» Detection annotation records
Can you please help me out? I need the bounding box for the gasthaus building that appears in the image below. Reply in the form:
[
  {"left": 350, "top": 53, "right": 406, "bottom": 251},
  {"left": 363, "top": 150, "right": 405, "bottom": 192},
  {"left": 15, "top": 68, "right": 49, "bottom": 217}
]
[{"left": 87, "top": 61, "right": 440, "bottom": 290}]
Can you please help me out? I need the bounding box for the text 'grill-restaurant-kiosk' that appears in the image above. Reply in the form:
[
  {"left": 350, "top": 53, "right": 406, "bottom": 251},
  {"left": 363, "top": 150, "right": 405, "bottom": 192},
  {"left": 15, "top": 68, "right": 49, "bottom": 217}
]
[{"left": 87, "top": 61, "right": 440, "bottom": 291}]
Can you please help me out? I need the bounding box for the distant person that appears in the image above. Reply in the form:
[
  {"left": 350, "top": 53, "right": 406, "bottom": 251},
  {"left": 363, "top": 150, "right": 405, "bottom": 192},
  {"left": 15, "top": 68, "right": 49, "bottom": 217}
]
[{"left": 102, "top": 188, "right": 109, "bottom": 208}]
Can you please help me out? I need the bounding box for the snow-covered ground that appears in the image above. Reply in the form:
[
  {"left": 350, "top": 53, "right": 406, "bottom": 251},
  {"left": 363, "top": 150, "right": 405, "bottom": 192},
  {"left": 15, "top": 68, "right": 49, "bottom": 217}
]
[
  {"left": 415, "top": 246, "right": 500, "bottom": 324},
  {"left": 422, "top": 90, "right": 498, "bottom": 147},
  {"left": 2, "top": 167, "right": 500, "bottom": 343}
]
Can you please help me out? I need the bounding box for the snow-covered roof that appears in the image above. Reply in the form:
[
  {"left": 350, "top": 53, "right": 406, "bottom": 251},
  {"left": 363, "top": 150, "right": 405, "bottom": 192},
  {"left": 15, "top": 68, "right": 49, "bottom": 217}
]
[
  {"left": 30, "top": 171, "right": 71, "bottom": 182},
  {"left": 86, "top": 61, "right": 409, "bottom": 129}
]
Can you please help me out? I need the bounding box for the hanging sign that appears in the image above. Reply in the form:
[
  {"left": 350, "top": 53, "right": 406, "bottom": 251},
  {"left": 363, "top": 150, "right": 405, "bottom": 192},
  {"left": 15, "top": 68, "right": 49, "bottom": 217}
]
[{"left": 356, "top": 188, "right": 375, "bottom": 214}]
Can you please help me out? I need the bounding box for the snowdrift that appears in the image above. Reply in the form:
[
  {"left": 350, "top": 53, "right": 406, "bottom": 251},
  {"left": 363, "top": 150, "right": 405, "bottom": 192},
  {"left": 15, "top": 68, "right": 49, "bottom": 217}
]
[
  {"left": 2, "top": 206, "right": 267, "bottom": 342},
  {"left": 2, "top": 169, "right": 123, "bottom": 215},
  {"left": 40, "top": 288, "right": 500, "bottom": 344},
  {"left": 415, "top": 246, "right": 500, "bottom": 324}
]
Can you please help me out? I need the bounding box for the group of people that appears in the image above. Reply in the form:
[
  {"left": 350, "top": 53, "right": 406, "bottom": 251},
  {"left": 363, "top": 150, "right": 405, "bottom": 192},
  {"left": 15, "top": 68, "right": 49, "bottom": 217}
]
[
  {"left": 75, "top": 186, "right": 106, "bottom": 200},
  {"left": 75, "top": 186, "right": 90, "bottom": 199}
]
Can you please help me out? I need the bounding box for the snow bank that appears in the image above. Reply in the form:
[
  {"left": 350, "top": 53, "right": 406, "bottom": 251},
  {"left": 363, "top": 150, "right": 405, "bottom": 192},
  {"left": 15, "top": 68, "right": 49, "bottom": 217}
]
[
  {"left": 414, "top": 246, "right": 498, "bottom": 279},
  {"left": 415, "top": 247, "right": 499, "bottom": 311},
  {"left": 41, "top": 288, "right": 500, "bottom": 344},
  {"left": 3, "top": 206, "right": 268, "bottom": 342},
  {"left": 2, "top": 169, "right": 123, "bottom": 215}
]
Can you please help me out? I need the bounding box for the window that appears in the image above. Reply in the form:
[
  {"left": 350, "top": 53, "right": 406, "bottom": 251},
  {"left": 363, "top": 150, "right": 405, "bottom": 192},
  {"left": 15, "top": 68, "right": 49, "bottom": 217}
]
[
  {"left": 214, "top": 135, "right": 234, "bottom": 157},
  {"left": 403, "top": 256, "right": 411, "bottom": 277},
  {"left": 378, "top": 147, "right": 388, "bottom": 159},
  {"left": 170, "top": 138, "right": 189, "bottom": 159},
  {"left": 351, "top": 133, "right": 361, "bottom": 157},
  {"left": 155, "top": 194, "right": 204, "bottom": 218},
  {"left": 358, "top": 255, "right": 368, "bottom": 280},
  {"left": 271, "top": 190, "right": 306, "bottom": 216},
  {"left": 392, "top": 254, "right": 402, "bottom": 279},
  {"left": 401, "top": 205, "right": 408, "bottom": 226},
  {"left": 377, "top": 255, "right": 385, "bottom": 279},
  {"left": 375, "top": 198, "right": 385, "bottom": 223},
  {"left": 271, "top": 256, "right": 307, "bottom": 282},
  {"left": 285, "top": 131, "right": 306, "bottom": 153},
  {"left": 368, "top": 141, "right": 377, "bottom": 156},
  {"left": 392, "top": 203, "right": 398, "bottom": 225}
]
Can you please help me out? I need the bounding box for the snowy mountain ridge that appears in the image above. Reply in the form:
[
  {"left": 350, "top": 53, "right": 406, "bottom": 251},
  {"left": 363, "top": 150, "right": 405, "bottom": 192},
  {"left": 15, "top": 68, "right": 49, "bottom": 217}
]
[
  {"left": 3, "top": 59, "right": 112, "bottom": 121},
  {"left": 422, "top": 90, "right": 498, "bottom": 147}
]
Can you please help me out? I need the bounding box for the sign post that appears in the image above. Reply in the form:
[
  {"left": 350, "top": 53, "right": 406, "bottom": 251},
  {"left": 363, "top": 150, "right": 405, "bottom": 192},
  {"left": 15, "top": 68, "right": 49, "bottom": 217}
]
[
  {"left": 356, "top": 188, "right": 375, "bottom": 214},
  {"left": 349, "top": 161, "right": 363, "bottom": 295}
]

» BRIEF
Pick out and copy every line of the listing above in which the word "sign" appears.

» RESPONSE BELOW
Can you please help me out? I need the bounding box for the hanging sign that appears in the image above. Reply in the form:
Can you please help me out? I need the bounding box for the sign post that appears in the image above. Reply in the form:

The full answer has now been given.